Without the images, reproduce each line of the material exactly.

DATA TO PROCESS:
· · · · ·

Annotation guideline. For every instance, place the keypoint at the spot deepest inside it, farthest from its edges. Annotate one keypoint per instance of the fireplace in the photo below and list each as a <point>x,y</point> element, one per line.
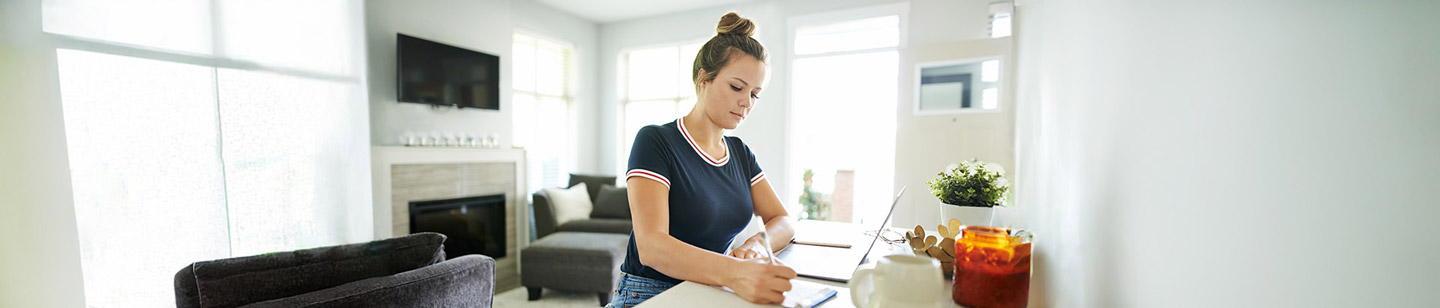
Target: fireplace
<point>473,225</point>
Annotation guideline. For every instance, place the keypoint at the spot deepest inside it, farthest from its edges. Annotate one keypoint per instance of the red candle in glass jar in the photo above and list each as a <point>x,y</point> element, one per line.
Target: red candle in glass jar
<point>991,268</point>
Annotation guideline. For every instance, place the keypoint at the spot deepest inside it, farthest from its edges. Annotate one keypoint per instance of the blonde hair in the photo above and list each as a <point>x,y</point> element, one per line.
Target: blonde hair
<point>732,35</point>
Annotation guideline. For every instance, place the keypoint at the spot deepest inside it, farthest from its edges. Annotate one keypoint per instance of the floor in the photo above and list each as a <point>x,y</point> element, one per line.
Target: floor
<point>550,298</point>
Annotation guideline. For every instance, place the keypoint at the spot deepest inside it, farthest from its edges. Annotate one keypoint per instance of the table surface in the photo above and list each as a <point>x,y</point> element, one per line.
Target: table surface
<point>694,294</point>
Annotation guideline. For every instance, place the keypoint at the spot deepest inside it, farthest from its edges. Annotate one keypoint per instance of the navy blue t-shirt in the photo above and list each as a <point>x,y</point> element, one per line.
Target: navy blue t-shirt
<point>709,196</point>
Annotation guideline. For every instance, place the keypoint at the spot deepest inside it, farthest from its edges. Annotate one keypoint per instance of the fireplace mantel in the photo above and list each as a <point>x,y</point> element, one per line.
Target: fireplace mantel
<point>385,157</point>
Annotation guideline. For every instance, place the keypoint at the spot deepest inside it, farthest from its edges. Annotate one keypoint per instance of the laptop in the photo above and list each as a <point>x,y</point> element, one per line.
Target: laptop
<point>828,262</point>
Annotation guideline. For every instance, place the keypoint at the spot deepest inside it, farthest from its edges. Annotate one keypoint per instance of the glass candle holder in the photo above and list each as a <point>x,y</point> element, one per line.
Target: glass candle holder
<point>991,268</point>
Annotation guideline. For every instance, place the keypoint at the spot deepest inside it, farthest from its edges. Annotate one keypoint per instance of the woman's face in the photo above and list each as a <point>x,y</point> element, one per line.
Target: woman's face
<point>729,98</point>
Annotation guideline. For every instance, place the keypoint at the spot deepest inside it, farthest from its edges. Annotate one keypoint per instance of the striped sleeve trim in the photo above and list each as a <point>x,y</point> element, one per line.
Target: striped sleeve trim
<point>648,174</point>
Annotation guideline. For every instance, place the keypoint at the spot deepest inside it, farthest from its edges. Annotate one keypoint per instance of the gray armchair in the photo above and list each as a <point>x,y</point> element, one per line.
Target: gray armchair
<point>611,212</point>
<point>408,271</point>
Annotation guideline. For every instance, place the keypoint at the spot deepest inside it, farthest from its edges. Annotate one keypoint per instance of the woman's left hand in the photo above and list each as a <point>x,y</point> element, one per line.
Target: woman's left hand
<point>750,249</point>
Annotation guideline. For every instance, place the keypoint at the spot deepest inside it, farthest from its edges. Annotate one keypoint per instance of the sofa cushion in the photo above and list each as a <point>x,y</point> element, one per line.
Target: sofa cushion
<point>592,183</point>
<point>569,203</point>
<point>621,226</point>
<point>238,281</point>
<point>465,281</point>
<point>612,203</point>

· · · · ·

WRITTEN RESPONSE:
Annotation guideline. For every instance, place the keypoint at the spot deepest inside it, farthest from its edges. Annotate one keypoint per instance of the fireplace in the photo below and list each as a <point>x,y</point> element, one per line.
Target: fireplace
<point>473,225</point>
Annotation guideline. For every instance, place the keypoint at the spot deepest inside it, farthest from its edges. Annotate one keypoint per instance of the red candle in glass jar in the photo above and list each as a <point>x,y</point> element, one per line.
Target: red candle in glass jar
<point>991,268</point>
Annotation guideline. For every instance, place the keypoint at the spot deepest inside it, farthest from its edges. Annotate one keypoint per instance of the blonde hair in the photo above and list each as a <point>x,y</point> element, one per line.
Target: blonde hair
<point>732,35</point>
Annotation guideline. For every instance, place the keypoint at the spot deepest inside it, farthest from its edges. Annotate one keypoint per instance of the floor in the photo above and list each as a <point>x,y</point> element, one per line.
Target: floor
<point>550,298</point>
Annotation guideline. For every instance, place the keypoint at the spot deepest inside it, farthest from its edges. Annotate one keypoint per instance of the table surface in the photo above and list each as a <point>x,y</point> element, one per line.
Target: table surface
<point>694,294</point>
Annotation guideline. For every instance, place the keypoint at the spot deepest inside it, farthest from its edges. Annotate one keypoint per instance of the navy blue t-shirt in the photo above and list each as a <point>x,y</point> element, one per line.
Target: navy blue t-shirt
<point>709,196</point>
Annotation guideline. For every instance, place the keypoint at the spot deepest inside it, farthest from its edges. Annotate one keypoint per instance of the fireplace mantel in the photo above and list each as a <point>x,y</point> element, one per line.
Target: fireplace mantel
<point>385,157</point>
Annotation guideline. For every instance, place the keypoint at the spot deepest inside it, farthest from its edges. Annotate one keypoint per instance of the laptop in the photo above and list each as a <point>x,y</point> element, one per line.
Target: laptop
<point>828,262</point>
Annotation guideline. For every instance, place the keypoint at the spot deepest inside it, farthest from its edges. Annotate one keypoint per instance of the glass candle holder in the photo above and list each as a <point>x,y</point> element, one per line.
Target: glass candle holder
<point>991,268</point>
Annotation guideline. For every instance, place the keypoint at the spot deepest inside it, farthest from its edges. Annotate one keypoint per instance of the woman's face in the photo above and list each as a <point>x,y</point> element, one per line.
Target: woman's face
<point>729,98</point>
Annotation guideline. For every instance, place the keypoint at the spot deepest inside it, farthest from its edges. Annotate one keypoint per instance of the striped sleeve trim in the photo above and list each as a <point>x,y</point> element, one per line.
Target: striped sleeve trim
<point>648,174</point>
Annotation guideline. For every instance, place the keypoint at the spot deepest inside it, farthest from its edges. Annotate one keypoint per instance of the gray armchair in the photo above and list each as a <point>x,y</point> element, one per line.
Target: gray armchair
<point>611,212</point>
<point>408,271</point>
Annotation guideline. For every instance, place the keypoint at the spot deepest inside it, farthest from its edges. Annotate one keypoint per instance of the woman's left hand in the photo above and list each as a <point>x,y</point> element, one per line.
Target: woman's left hand
<point>750,249</point>
Annotation guideline. For every instance, place the keypoint at the spot deepest inside it, farthest from its edges. Annotate one keypoint per instance of the sofa cushion in the photo above and list each as a <point>x,y</point> element, one per line.
Target: sofa cushion
<point>592,183</point>
<point>569,203</point>
<point>621,226</point>
<point>238,281</point>
<point>465,281</point>
<point>612,203</point>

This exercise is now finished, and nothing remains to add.